*** Excerpt to read ***

So, I was thinking about mental health and how we connect those who need help with the many available services. Sure, there are shortages of personnel but we have many services that go untapped.

I still remember, in this vein, when I was a college president and we shared a dashboard with the trustees at every meeting. One of the data points was a number representing visits to our counseling center, a key resource that often went underused in my view. Each data point had an accompanying arrow — green up/down, red up/down and yellow neutral.

At one meeting, a trustee asked: “The counseling visits are up and you are showing a green arrow up. Isn’t this supposed to be a red arrow up?” I paused and looked at the chart again to make sure I was seeing what the trustee was seeing and that we had interpreted the data correctly.

I replied: “No, the green arrow up is spot-on. We are better off when students seek help. The more visits to counseling services, the better off we are. And, even if we need more counselors, it is money well spent in terms of student retention and success.”

*** End of Excerpt to read ***
*** Listed records ***

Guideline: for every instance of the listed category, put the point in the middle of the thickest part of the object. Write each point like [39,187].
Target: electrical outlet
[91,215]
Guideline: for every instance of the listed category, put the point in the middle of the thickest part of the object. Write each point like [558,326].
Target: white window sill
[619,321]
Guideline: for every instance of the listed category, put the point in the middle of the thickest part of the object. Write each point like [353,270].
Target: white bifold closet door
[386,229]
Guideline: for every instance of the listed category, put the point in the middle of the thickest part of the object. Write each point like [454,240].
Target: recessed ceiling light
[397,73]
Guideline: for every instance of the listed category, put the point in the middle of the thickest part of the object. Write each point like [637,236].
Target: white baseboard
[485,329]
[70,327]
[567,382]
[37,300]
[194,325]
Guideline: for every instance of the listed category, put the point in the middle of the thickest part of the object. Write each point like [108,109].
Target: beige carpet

*** End of Listed records ***
*** Listed records ***

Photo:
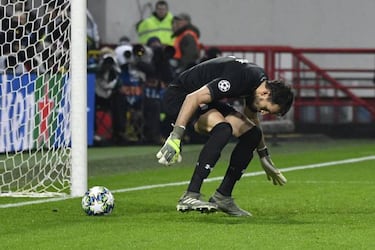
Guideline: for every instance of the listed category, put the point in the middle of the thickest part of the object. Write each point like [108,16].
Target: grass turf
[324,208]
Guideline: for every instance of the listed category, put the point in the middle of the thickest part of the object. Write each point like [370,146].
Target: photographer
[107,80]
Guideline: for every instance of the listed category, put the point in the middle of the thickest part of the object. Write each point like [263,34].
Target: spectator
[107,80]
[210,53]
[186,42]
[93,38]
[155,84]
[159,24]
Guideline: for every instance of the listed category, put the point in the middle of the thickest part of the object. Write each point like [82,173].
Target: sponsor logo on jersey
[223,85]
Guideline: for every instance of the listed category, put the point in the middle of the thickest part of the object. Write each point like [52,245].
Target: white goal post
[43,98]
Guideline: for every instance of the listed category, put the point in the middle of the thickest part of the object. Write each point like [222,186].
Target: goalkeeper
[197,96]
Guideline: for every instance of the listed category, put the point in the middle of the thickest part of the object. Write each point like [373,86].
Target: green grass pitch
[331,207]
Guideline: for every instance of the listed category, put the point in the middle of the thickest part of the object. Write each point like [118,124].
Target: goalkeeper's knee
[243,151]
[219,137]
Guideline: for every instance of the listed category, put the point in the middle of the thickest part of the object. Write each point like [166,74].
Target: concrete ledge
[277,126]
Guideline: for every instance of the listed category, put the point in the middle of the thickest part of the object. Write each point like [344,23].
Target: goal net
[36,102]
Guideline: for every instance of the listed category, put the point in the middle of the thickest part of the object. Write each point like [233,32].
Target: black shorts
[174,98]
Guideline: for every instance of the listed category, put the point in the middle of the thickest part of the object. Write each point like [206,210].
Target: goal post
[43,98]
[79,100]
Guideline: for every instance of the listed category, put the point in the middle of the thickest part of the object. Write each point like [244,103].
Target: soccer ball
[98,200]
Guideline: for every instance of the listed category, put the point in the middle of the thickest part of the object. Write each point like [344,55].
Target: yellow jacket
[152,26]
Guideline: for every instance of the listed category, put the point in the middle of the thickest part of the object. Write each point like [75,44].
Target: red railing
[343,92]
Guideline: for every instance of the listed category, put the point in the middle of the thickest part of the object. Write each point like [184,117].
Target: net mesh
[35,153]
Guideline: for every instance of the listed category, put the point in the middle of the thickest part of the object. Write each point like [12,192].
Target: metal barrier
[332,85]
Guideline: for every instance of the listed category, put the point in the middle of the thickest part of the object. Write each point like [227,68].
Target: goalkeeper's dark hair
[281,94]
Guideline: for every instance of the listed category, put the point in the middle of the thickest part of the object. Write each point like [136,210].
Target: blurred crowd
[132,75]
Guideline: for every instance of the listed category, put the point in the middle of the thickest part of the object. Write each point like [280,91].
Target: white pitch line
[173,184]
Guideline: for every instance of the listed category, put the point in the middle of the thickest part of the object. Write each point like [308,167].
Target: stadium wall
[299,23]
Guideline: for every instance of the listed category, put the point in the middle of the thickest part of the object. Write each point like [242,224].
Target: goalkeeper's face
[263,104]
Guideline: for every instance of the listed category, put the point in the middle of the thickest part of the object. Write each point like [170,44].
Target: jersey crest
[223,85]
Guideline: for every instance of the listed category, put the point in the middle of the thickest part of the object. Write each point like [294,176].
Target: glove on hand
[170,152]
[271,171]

*** End of Listed records ***
*** Listed records ***

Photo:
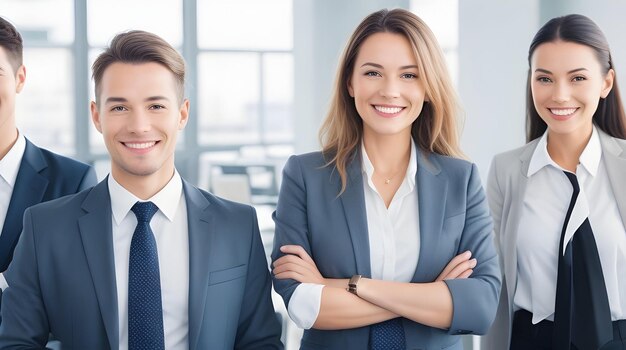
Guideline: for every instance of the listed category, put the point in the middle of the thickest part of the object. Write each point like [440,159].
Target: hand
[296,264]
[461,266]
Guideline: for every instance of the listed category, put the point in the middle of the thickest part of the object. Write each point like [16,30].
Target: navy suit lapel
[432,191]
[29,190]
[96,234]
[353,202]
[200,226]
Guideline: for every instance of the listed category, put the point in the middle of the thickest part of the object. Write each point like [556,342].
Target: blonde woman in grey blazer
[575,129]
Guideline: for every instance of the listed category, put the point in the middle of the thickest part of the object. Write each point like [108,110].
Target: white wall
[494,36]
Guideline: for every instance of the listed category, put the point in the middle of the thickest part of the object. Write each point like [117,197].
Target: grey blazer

*** End of Listed records ***

§ **Assignment**: Reproduce the part of the counseling-center text that begins at the words "So, I was thinking" and ends after the words "and yellow neutral.".

§ **Worked solution**:
So, I was thinking about mental health and how we connect those who need help with the many available services. Sure, there are shortages of personnel but we have many services that go untapped.

I still remember, in this vein, when I was a college president and we shared a dashboard with the trustees at every meeting. One of the data points was a number representing visits to our counseling center, a key resource that often went underused in my view. Each data point had an accompanying arrow — green up/down, red up/down and yellow neutral.